• _MATERIALS PROVIDED_:
## START
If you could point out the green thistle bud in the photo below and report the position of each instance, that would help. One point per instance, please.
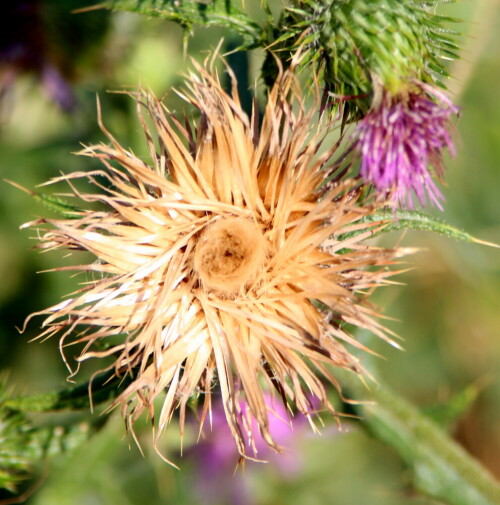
(358, 42)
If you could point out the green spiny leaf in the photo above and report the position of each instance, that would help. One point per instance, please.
(190, 13)
(415, 220)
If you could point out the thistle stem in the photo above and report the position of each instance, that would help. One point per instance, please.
(441, 468)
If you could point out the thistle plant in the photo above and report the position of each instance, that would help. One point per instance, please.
(220, 258)
(228, 274)
(381, 61)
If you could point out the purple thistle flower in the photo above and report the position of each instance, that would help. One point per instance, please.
(400, 138)
(215, 456)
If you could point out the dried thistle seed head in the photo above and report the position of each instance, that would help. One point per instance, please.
(229, 255)
(222, 263)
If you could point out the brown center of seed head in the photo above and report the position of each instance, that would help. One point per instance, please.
(229, 255)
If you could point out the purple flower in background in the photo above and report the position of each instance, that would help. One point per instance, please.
(216, 456)
(400, 138)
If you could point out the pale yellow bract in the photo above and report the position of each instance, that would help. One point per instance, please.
(220, 260)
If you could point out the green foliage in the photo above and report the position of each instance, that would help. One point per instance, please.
(441, 468)
(414, 220)
(358, 44)
(192, 13)
(23, 445)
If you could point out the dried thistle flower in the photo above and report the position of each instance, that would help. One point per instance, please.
(228, 264)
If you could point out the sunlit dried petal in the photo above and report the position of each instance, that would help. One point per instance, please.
(228, 264)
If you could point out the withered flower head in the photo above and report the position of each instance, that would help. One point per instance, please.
(227, 264)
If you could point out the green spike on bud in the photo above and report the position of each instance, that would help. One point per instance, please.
(359, 42)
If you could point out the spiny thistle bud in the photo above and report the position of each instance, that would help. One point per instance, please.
(228, 265)
(377, 59)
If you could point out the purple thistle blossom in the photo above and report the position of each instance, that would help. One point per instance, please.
(215, 456)
(400, 138)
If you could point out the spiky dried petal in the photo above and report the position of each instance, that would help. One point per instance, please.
(219, 260)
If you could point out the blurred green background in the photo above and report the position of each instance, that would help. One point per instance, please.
(447, 309)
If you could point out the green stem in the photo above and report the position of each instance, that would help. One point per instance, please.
(442, 469)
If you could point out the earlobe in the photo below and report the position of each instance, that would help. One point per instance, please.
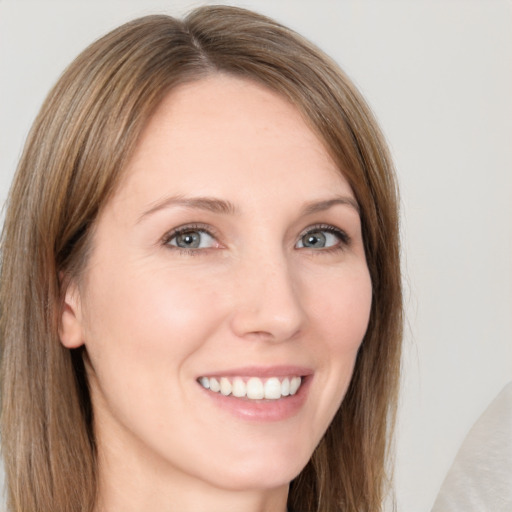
## END
• _WRITTEN EXERCISE_: Rewrite all of the lines above, changing every occurrence of "photo" to "image" and leaving everything else the same. Omit the pictures from your answer.

• _RESULT OF THIS TASK_:
If you could point out the green thistle bud in the image below and report the position of each instance, that would help. One point per instance, please.
(358, 42)
If you could point out the green spiny leaf in the image above and report the position of each instance, that would help. One point per instance, please.
(190, 13)
(415, 220)
If you could point out the thistle stem in the image above and report the position of each instance, that would help. One point per instance, please.
(441, 468)
If you could point out the thistle plant in the image above and report the position of each instance, that would help. One point per instance, please.
(220, 258)
(228, 274)
(381, 61)
If you could point out the purple thistle flower in the image above and report the position of each instance, that would help. One point per instance, please.
(400, 138)
(215, 456)
If you could point out the dried thistle seed head in the image above and report the position of each instance, that would help. One point per instance, please.
(229, 255)
(222, 263)
If you could point out the brown center of seed head in the image above and report the position of each instance, that would help. One point per instance, please.
(229, 255)
If you could point out the purple flower in background in the image above and report the position of each instance, that would help. One point per instance, please.
(216, 456)
(400, 138)
If you could point out the pale yellow bract in the image above and report the position of each instance, that would help. One point per instance, please.
(220, 260)
If you could point out the green foliage in the image above and report the position of each instance, that would help. One point per instance, please.
(441, 468)
(414, 220)
(358, 44)
(192, 13)
(23, 445)
If you could point out the dried thistle flower in the image above and report the position of each instance, that would help. One point per instance, please.
(228, 264)
If you could point out the sunlit dried petal in the image above and report the position of each instance, that would help. One point per instance, please.
(228, 264)
If you could point out the withered flower head in the image above and report the position of each instance, that would help. One point per instance, please.
(227, 264)
If you could point out the green spike on bud in the image above and report the position of each instance, that would help. One point per instance, please.
(359, 42)
If you could point out the spiny thistle bud in the image above and report the position of each instance, that would help. One point per instance, please.
(228, 265)
(377, 59)
If you could point out the purple thistle blossom in the image above and report the position of each instance, that would help. One point per instance, please.
(215, 456)
(400, 138)
If you could point out the spiky dried petal in the image above and report the position of each instance, that would help. One point per instance, please.
(219, 260)
If you could point out the blurred green background in the image above and report the position of each instance, that would help. One point per instance, please.
(447, 309)
If you could point out the green stem in the image above and report the position of each instance, that would help. One point per instance, please.
(442, 469)
If you could point out the earlobe in the image below and report the position of each instance, that would help. One point per instance, please.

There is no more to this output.